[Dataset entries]
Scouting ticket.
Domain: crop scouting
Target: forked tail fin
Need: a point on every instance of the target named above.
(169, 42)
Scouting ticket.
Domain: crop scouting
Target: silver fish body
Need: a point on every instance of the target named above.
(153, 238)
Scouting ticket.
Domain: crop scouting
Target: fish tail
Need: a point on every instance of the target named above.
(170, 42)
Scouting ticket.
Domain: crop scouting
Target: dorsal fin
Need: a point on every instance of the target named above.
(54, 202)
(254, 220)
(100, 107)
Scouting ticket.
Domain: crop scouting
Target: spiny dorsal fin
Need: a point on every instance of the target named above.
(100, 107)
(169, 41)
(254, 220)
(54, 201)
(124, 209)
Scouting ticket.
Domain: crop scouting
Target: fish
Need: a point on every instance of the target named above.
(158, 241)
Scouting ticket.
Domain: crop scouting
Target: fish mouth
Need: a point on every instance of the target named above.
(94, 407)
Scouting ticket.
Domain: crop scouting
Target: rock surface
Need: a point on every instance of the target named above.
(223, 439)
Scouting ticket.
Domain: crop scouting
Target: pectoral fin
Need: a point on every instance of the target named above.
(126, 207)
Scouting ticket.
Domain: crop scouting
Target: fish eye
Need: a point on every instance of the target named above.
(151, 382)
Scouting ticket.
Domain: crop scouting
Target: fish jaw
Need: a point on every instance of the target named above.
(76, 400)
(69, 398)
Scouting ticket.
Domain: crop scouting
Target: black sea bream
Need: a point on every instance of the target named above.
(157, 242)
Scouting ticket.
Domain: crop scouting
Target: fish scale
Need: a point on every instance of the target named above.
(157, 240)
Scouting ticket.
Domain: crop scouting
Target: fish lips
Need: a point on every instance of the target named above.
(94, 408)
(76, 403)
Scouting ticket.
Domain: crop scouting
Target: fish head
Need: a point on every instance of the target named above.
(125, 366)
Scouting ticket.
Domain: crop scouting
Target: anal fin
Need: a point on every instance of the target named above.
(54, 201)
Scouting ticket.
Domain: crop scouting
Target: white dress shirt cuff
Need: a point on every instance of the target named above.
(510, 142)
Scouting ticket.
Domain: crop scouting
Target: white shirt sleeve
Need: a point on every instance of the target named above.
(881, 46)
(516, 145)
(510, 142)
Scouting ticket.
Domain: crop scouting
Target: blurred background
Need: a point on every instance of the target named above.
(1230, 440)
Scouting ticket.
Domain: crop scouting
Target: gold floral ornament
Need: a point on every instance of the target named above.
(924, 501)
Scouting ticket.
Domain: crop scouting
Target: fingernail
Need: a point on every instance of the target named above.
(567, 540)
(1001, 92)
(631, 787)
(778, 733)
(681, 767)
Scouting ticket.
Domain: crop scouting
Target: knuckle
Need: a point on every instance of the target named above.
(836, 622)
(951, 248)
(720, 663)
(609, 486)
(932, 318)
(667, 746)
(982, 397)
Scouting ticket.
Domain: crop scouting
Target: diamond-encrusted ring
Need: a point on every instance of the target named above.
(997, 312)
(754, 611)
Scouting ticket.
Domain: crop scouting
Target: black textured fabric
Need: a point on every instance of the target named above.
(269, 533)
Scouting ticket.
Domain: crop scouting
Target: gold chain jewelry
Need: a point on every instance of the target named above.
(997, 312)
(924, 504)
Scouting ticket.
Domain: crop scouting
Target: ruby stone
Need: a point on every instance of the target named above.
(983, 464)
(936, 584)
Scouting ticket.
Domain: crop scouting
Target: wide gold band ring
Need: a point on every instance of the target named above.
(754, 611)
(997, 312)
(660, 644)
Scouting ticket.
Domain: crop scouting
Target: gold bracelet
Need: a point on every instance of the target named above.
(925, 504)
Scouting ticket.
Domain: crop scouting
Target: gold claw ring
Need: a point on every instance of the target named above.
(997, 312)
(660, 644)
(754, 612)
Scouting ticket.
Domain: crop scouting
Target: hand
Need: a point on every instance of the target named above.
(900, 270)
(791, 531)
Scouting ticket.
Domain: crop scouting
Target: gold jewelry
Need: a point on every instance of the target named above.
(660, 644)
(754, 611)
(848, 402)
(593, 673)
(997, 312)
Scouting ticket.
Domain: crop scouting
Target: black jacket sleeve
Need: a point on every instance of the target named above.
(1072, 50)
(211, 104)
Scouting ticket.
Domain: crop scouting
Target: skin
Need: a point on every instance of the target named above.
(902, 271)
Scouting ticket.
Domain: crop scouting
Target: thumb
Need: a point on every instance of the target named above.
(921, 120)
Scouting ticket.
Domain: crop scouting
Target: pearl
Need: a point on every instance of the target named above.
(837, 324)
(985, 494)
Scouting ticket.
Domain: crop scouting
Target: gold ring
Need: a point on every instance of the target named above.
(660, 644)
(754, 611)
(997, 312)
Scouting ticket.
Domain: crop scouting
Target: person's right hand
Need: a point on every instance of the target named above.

- _Written task_
Quote the data above in full, changing nothing.

- _Completed task_
Scouting ticket.
Domain: crop scouting
Target: forked tail fin
Need: a point on every instance of the target named above.
(169, 42)
Scouting ticket.
Domain: crop scouting
Target: silver fish body
Need: a point on every instance of the target named above.
(153, 238)
Scouting ticket.
Domain: crop scouting
Target: fish tail
Need: a point on every instance of the target named above.
(170, 42)
Scouting ticket.
Domain: crop scouting
Target: dorsal fin
Need: a point on every instance of the target named above.
(54, 202)
(254, 220)
(100, 107)
Scouting ticket.
Domain: crop scouting
Target: spiny dorsal fin
Need: a point on every instance of the target named above.
(100, 107)
(169, 41)
(254, 220)
(54, 201)
(124, 209)
Scouting ticket.
Domain: crop scouting
Target: fish
Need: a point on every instance of the target named above.
(158, 241)
Scouting ticket.
Domain: crop scouting
Target: fish mouth
Need: a point on every instance of the target named above.
(94, 407)
Scouting ticket.
Domain: crop scouting
Target: rock surface
Need: a point on every instance of the target named above.
(223, 439)
Scouting ticket.
Domain: crop scouting
Target: pectoral fin
Need: a point on every instance of the target named above.
(126, 207)
Scouting ticket.
Domain: crop scouting
Target: fish eye
Need: a point on every instance of the target named above.
(151, 382)
Scouting ticket.
Domain: crop scouting
Target: fish jaw
Need: a point on every instance of the target named above.
(76, 400)
(69, 398)
Scouting ticket.
Domain: crop scouting
Target: black sea bream
Need: a point on every instance of the target named above.
(157, 242)
Scouting ticket.
Domain: crop scouting
Target: fish scale
Need: a point on every instance of the target named above.
(157, 240)
Scouting ticket.
Domain: crop scouting
Target: fish lips
Need: a point on every instance of the target named above.
(94, 408)
(76, 403)
Scouting ticket.
Domain: crop scouting
Target: fish head
Need: a point on every instance of the target named above.
(125, 366)
Scouting ticket.
Domain: crop scouting
Target: anal fin
Need: a point on every instance of the target named above.
(54, 201)
Scouting ticket.
Domain: crop scouting
Target: white dress shirt cuff
Need: a point on every instance of the target named above.
(510, 142)
Scouting ticket.
Domain: crop scouting
Target: white shirt sleeve
Need: a point on every instance of the target named above.
(881, 46)
(516, 145)
(510, 142)
Scouting ticket.
Domain: crop scouting
Target: blurred background
Need: a point on every instance of the target named above.
(1230, 440)
Scouting ticket.
Domain: crop scouting
Target: gold floral ornament
Need: a point on every instance of the target named above.
(924, 501)
Scouting ticket.
Domain: crop scouting
Target: fingernail
Need: a point on every instance of the target named above.
(567, 540)
(1001, 92)
(631, 787)
(778, 733)
(681, 767)
Scouting ticket.
Domain: crop scouting
Target: knuckle
Need: a point on every instance of the target named above.
(836, 622)
(951, 248)
(720, 663)
(609, 486)
(932, 318)
(667, 746)
(982, 397)
Scouting ticket.
Domain: crop scouting
Target: diamond-encrusted ring
Need: a point on every instance of the target named above.
(997, 312)
(754, 611)
Scouting ticket.
Domain: crop scouting
Target: black textured fabric
Need: a point on every instance of the target named above.
(269, 533)
Scouting ticket.
Domain: crop scouting
Target: gold chain jewelry
Need: a point on every instance of the target named above.
(997, 312)
(924, 504)
Scouting ticket.
Domain: crop scouting
Target: ruby stone
Need: a point on every instance of the target named above.
(983, 464)
(936, 584)
Scouting ticket.
Domain: crop scouting
Target: wide gold band ring
Need: a point on every instance of the target named above.
(754, 611)
(997, 312)
(660, 644)
Scouting ticket.
Domain: crop scouting
Target: gold bracelet
Need: a point on every instance of the target named above.
(925, 504)
Scouting ticket.
Domain: crop scouting
Target: gold claw ring
Need: a point on every instance of the target named above.
(997, 312)
(660, 644)
(754, 612)
Scouting ticket.
Domain: crop scouting
Target: hand
Need: a point on every instance of the target named above.
(900, 270)
(791, 531)
Scouting ticket.
Domain: crop scouting
Target: gold jewelry
Need: a point on every instance of the target named above.
(660, 644)
(754, 611)
(848, 402)
(593, 673)
(997, 312)
Scouting ticket.
Domain: crop scouting
Target: black jacket sleeve
Need: a point on every instance of the target named above.
(1072, 50)
(211, 104)
Scouting ticket.
Domain: crop scouting
Target: skin
Need: a point on every instance of the target named above.
(902, 271)
Scouting ticket.
Domain: crop scouting
Target: thumb
Need: a point on every instance of the target named above.
(921, 120)
Scouting ticket.
Domain: crop scouting
Target: pearl
Need: a point on every instance of the target named above.
(837, 324)
(985, 494)
Scouting ticket.
Domain: crop scouting
Target: gold ring
Need: a point on every instance of the target named above.
(660, 644)
(754, 611)
(997, 312)
Scouting ticket.
Domain: crop scouting
Target: person's right hand
Need: a point on every instance of the target named above.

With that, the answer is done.